Data yang dihimpun

----------------------------------------

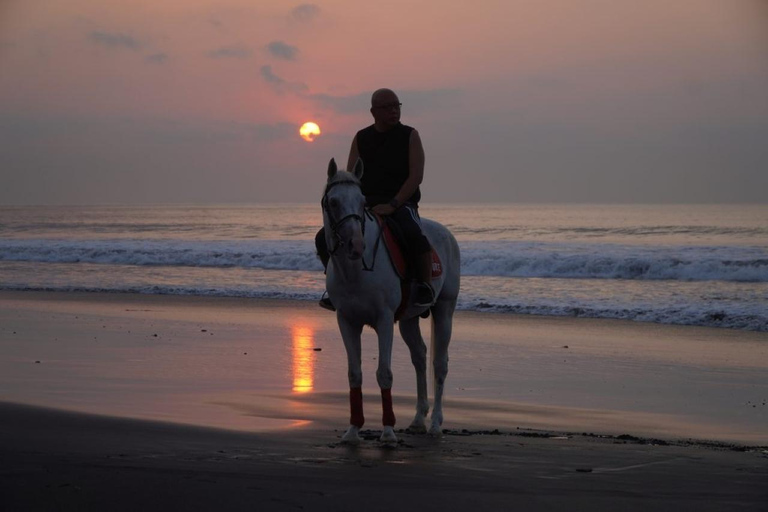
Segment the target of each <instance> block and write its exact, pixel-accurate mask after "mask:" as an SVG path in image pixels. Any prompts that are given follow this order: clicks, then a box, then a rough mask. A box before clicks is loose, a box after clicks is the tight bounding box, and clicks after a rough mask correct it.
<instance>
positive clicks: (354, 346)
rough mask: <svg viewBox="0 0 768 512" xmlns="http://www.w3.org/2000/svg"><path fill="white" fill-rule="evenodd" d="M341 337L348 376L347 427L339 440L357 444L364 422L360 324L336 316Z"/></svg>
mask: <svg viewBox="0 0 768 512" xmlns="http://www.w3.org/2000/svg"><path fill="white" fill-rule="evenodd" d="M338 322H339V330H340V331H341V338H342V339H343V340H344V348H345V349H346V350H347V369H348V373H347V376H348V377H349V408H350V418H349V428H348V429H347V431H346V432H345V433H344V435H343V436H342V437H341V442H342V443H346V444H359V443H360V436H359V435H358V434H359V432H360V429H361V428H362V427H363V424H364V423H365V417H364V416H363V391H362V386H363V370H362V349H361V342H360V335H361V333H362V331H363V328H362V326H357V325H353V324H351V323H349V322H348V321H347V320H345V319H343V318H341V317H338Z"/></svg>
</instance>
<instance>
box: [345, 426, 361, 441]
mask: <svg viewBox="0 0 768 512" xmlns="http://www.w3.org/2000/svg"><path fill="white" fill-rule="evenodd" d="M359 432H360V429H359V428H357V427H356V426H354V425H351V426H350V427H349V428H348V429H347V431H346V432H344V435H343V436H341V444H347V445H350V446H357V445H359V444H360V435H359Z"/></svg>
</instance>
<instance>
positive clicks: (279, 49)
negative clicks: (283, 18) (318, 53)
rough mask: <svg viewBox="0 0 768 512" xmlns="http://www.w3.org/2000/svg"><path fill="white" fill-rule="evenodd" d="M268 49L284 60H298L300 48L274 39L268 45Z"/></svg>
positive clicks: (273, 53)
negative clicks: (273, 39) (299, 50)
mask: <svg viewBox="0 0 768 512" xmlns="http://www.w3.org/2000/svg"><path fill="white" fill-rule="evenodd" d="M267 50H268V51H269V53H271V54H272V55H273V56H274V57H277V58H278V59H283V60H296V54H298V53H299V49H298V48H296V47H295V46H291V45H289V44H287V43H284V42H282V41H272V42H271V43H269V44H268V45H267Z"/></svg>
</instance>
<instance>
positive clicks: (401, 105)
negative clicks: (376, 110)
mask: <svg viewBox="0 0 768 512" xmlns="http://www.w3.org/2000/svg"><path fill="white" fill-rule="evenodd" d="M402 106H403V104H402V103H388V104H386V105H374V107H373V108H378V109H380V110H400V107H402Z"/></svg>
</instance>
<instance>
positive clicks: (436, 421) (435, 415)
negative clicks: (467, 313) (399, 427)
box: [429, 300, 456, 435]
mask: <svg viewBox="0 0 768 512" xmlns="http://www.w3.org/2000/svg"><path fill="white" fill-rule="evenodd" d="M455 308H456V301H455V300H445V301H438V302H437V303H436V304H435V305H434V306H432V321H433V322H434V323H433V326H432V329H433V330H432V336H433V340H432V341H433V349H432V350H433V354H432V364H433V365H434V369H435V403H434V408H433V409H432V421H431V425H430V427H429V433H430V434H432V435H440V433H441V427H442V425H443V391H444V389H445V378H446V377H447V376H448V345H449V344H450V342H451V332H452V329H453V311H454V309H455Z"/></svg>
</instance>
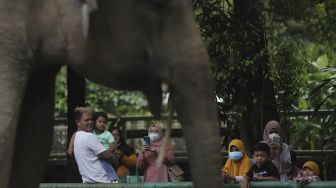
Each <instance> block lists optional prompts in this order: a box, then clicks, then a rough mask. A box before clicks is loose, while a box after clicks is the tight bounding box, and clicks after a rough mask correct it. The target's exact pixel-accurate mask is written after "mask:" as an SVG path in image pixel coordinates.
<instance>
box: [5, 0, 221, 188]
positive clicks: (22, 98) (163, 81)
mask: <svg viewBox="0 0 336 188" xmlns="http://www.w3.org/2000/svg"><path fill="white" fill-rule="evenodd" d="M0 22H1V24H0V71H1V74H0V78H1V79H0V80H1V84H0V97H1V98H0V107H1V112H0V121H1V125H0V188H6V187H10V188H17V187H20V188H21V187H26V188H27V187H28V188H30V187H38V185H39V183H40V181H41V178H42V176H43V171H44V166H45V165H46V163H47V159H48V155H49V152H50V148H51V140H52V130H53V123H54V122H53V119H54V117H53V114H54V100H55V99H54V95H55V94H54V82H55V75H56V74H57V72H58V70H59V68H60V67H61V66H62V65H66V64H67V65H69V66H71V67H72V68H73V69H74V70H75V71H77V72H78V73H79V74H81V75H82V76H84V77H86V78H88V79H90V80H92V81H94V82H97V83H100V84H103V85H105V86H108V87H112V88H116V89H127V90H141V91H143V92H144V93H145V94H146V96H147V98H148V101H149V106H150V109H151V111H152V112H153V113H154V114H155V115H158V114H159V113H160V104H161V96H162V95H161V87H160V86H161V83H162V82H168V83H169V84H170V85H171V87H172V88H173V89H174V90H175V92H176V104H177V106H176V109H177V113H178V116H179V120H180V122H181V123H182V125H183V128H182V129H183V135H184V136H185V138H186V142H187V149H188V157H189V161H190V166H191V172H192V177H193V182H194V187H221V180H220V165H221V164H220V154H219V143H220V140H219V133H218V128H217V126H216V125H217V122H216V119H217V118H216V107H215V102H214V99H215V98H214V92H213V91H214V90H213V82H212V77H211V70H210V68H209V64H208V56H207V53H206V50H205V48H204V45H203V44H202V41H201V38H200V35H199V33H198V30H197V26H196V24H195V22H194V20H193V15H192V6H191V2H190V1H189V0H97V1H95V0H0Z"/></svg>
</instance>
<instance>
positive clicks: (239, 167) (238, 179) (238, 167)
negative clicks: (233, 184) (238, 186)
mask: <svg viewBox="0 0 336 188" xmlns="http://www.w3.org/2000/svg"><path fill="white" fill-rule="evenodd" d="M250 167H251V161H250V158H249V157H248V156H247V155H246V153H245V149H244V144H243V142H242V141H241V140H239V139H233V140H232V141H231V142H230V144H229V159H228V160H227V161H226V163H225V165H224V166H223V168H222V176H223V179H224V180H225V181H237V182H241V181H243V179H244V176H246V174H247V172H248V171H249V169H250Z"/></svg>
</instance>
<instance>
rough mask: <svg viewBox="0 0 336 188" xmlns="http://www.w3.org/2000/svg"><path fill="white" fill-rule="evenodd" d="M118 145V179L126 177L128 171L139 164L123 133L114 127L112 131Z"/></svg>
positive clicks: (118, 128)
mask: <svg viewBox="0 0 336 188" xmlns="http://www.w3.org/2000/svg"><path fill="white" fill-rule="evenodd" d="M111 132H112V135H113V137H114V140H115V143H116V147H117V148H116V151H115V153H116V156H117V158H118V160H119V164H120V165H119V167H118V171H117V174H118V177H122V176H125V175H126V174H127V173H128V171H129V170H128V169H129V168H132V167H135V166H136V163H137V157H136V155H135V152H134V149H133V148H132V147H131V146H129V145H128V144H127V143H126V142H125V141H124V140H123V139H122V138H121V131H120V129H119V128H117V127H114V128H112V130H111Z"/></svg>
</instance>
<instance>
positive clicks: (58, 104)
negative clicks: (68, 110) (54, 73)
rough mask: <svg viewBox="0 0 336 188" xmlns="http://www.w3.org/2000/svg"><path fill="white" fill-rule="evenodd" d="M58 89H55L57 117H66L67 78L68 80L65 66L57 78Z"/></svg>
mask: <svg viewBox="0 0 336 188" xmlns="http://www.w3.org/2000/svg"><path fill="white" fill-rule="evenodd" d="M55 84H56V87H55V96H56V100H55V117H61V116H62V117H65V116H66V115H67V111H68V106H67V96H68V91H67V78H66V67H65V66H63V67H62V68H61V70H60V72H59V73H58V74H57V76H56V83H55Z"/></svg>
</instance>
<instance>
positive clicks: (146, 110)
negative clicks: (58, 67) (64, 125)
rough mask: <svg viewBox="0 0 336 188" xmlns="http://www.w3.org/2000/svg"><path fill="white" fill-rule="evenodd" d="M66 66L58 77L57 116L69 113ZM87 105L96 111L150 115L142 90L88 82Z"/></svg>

----------------------------------------

** Ketentuan Soal **
Temukan setiap baris dalam catatan di atas yang memuat kata "before", lalu salin baris-baris tersebut. Pencocokan kata memperhatikan huruf besar dan kecil.

** Jawaban Tugas **
Segment the target of each <instance> block and write its exact, pixel-accurate mask after "mask:" as an SVG path in image pixels. Any prompts that are given follow this order: clicks, then a box, then a rough mask. A box before clicks is loose, a box after clicks is the tight bounding box, and clicks after a rough mask correct it.
Each <instance> block lists optional prompts in this order: a box, then clicks, then a rough mask. A box before clicks is loose, while a box after clicks is the tight bounding box, and clicks after a rough mask correct it. The target's exact pixel-accurate mask is written after "mask:" as an SVG path in image pixel coordinates.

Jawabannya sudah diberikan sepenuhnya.